**TASK INSTRUCTIONS:** Output the data below as a JSON list of strings, with one string for each line and any blank lines omitted.

(Entries drawn from a collection)
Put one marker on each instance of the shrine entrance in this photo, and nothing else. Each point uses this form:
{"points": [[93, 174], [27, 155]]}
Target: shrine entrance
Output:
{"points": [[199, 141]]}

**THE COMPLETED TASK:**
[
  "Put one marker on each instance of the shrine entrance in this photo, and nothing else. Each point uses this form:",
  "{\"points\": [[93, 174], [27, 155]]}",
  "Target: shrine entrance",
  "Output:",
  "{\"points\": [[199, 141]]}"
]